→ **WHAT YOU HAVE TO DO**: Would you give again, exactly, the lines running from the line with "I'd like to know: does the door handle" to the end of the data below, both included?

Excerpts from a dataset
::::
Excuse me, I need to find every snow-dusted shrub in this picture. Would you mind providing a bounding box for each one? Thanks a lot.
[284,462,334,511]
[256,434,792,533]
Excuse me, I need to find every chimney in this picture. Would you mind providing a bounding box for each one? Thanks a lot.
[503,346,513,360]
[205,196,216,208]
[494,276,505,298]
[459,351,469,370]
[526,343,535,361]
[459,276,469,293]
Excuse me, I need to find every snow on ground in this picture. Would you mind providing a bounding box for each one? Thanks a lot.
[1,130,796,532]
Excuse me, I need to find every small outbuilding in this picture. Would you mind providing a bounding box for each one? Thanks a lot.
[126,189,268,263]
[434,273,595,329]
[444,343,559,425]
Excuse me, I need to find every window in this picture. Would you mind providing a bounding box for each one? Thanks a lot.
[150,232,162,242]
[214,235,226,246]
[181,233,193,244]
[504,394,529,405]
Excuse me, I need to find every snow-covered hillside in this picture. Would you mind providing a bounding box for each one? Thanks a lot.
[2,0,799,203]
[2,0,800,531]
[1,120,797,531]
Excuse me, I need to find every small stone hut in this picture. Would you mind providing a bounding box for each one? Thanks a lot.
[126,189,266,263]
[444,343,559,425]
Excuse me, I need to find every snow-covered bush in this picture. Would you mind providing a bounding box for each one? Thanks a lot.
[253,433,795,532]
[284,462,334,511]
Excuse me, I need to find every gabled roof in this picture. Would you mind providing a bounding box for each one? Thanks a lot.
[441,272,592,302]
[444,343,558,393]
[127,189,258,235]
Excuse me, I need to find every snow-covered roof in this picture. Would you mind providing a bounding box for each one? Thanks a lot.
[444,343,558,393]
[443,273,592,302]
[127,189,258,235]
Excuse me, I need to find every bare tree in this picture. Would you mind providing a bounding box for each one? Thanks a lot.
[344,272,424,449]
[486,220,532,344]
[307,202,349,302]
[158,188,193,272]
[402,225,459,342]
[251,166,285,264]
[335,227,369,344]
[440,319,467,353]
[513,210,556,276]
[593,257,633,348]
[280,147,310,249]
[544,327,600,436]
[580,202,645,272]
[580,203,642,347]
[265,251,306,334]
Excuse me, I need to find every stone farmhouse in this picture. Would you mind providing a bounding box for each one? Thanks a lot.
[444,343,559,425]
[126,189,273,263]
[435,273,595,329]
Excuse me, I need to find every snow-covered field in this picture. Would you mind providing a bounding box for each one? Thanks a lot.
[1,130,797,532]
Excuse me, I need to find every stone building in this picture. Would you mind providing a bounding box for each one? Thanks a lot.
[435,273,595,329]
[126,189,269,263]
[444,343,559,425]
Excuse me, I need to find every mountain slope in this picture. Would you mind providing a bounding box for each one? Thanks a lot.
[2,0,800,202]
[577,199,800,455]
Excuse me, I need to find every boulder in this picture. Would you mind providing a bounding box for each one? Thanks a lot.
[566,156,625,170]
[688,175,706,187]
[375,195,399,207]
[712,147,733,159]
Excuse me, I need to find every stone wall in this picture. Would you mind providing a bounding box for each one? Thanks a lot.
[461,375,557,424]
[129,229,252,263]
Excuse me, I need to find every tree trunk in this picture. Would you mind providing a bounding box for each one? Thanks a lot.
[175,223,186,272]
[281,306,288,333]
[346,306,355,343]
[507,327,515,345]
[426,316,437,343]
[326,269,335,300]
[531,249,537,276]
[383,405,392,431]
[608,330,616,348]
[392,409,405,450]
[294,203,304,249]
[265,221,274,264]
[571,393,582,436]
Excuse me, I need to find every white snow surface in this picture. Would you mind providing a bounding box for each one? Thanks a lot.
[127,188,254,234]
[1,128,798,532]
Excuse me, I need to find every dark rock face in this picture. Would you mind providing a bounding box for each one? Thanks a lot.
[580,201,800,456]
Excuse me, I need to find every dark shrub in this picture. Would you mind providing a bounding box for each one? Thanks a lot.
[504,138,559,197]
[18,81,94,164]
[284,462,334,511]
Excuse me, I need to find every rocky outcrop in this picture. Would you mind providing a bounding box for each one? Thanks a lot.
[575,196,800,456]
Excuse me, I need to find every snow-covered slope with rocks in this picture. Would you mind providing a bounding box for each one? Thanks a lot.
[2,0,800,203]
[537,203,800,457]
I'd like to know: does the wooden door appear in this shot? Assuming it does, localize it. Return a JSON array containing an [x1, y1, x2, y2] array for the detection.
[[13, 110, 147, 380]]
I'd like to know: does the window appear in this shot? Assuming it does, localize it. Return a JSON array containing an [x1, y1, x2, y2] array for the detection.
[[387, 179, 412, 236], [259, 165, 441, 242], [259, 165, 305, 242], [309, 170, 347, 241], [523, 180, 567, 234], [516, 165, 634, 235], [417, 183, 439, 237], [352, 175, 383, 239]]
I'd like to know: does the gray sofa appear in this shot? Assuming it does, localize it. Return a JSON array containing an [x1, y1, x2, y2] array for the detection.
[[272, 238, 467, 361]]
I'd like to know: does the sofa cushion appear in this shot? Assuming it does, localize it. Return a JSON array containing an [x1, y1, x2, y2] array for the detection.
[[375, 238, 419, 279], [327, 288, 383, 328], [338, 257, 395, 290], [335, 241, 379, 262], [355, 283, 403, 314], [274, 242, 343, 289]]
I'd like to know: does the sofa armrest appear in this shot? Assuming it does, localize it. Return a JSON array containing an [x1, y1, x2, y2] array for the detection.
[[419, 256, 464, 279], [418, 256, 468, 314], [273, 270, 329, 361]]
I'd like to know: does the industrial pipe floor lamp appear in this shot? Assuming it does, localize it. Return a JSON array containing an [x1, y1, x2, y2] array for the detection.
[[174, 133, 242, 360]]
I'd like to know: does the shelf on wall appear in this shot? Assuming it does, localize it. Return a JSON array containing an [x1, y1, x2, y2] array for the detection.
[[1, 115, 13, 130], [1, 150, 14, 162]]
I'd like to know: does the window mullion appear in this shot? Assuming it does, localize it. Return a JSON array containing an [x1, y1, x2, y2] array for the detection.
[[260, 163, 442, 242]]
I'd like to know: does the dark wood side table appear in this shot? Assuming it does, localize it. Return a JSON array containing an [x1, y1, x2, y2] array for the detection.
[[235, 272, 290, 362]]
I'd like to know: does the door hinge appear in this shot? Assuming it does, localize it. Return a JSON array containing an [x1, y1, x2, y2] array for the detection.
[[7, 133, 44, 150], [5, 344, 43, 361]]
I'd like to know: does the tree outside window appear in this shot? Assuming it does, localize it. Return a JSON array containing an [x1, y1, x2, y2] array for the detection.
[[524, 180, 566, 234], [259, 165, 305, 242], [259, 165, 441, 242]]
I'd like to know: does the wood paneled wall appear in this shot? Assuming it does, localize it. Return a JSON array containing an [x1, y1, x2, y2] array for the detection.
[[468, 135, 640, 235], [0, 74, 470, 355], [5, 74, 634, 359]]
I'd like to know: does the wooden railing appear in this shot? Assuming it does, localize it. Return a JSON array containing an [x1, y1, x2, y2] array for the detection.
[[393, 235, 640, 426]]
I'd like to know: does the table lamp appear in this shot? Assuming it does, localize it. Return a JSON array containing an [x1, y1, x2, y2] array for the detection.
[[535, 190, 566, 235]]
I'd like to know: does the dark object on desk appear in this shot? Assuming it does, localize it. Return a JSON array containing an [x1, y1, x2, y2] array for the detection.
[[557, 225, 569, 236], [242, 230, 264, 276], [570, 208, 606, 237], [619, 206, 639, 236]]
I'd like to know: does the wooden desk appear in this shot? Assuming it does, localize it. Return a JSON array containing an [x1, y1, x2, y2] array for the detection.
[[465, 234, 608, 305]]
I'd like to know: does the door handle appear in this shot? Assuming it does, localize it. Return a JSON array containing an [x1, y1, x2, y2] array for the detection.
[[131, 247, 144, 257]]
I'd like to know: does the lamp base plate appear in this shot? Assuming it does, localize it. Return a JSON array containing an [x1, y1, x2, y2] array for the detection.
::::
→ **RESULT OF THE TASK**:
I'd like to know: does the door handle appear in this shot? Assuming it does, localize it. Return a JSON array containing an [x1, y1, x2, y2] array for the detection.
[[131, 247, 144, 257]]
I'd like to know: does the lamp base plate appear in this shot? Assuming it does, localize it. Return a JSON array containing an [x1, y1, x2, y2] array for the detection.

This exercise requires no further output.